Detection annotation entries
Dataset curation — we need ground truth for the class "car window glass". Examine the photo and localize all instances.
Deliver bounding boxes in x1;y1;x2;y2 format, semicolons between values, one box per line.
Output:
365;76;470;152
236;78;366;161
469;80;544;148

[Task description]:
Rewrite the entries above as a two-column CSV with the headers "prompt" and "output", one row per entry. Put each field in double quotes and replace its line breaks with spaces.

[Solution to the problem]:
prompt,output
"Dataset curation — we need ground truth for the class ""car window glass"". Examine the photo and localize all instances. Deliver bounding boxes in x1;y1;x2;y2 format, semicolons between values, one box per line. Output:","365;76;470;152 236;78;366;161 469;80;544;148"